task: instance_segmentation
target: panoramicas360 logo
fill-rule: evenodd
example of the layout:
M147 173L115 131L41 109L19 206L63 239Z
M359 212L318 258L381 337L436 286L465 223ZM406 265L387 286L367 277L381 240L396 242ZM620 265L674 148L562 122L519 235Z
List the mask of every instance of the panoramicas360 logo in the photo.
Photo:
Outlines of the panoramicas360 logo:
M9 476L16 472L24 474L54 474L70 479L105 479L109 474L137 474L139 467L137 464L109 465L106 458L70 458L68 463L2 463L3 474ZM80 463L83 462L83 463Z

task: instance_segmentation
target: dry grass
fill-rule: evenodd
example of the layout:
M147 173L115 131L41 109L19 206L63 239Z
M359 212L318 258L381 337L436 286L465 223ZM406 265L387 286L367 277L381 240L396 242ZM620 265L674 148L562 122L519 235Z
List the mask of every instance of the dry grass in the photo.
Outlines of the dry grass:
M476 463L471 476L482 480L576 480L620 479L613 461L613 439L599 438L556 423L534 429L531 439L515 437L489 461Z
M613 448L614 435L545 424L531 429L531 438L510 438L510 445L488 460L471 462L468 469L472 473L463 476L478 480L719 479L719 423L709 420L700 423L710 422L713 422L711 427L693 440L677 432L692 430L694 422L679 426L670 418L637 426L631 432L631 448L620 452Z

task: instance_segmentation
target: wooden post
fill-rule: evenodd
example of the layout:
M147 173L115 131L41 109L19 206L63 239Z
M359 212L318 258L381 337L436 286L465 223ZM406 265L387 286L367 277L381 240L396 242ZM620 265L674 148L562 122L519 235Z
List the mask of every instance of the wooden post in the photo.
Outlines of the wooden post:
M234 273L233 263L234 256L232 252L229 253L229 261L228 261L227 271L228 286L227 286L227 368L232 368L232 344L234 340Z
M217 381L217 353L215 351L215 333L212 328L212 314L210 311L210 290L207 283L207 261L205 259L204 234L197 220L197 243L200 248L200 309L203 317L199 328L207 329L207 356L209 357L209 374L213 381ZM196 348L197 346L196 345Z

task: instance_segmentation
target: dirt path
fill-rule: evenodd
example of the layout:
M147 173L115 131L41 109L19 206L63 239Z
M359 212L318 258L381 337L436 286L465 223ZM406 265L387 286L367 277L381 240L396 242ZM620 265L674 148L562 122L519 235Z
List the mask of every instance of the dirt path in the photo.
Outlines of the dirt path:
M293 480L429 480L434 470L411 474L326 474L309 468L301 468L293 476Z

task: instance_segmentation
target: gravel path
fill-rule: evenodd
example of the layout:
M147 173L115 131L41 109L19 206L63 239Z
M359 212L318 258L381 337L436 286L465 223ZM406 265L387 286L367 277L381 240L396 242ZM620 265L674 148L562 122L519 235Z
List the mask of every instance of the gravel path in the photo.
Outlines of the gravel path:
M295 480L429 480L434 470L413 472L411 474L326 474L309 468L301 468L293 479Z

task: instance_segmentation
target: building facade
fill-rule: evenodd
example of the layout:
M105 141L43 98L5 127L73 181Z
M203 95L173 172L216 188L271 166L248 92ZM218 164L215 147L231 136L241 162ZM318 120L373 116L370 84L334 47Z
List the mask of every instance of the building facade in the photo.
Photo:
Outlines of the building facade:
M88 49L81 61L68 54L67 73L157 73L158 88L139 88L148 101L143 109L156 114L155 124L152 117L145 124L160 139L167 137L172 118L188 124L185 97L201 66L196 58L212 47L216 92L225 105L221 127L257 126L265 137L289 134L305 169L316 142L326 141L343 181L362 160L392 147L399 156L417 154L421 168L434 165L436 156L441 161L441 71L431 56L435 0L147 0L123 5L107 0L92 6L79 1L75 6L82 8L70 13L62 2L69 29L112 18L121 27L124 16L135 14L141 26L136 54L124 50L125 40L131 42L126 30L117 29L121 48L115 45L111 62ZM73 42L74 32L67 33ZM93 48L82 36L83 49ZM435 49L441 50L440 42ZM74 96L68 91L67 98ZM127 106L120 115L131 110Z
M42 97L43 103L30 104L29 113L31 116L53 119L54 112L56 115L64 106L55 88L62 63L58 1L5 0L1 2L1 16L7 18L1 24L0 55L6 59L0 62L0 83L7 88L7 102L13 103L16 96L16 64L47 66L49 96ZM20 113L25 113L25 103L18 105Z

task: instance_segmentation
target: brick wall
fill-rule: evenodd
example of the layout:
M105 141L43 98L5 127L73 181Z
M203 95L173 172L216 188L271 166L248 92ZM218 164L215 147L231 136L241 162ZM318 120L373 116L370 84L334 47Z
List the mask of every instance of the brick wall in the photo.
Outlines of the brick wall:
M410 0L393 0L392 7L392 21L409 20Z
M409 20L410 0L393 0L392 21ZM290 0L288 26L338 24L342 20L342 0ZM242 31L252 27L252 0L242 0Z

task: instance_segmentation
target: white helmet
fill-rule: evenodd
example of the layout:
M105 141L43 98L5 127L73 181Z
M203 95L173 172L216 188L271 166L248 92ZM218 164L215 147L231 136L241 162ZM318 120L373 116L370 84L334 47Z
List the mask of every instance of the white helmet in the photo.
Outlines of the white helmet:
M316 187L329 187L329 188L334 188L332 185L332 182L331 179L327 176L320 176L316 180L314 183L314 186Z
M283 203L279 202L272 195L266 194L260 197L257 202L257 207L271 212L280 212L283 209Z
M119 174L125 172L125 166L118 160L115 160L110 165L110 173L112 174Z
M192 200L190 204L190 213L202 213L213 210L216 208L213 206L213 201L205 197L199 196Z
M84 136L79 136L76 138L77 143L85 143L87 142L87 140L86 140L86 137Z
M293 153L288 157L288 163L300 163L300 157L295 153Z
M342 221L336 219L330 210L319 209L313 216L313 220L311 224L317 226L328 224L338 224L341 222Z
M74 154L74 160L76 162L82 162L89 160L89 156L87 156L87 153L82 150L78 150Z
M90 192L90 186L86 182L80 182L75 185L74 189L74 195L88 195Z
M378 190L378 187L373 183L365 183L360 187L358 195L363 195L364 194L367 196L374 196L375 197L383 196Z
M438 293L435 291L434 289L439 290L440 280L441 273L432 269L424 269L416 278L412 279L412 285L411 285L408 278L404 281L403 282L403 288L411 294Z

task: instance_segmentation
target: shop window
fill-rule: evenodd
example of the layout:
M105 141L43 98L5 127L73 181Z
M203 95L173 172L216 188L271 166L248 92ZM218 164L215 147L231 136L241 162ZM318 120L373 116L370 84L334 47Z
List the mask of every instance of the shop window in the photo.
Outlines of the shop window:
------------------------------------------------
[OBJECTIVE]:
Lay out the records above, from the first line through the line containing "M9 476L16 472L24", inclusive, as a Markdown table with columns No. and Text. Give one row per line, numbered in order, and skip blank lines.

[EXERCISE ANSWER]:
| No. | Text |
|---|---|
| 1 | task: instance_segmentation |
| 2 | target: panoramicas360 logo |
| 3 | fill-rule: evenodd |
| 4 | example of the layout: |
| 5 | M147 173L115 131L41 109L19 206L63 239Z |
| 6 | M359 212L318 258L381 337L436 286L465 223ZM406 265L387 286L367 277L381 240L396 242ZM620 265L674 148L562 122L519 235Z |
| 7 | List the mask of every instance of the panoramicas360 logo in the photo. |
| 8 | Photo: |
| 9 | Outlines of the panoramicas360 logo: |
| 10 | M9 476L16 472L24 474L54 474L70 479L105 479L109 474L137 474L139 467L137 464L109 465L106 458L70 458L68 463L2 463L3 474ZM80 463L83 462L83 463Z |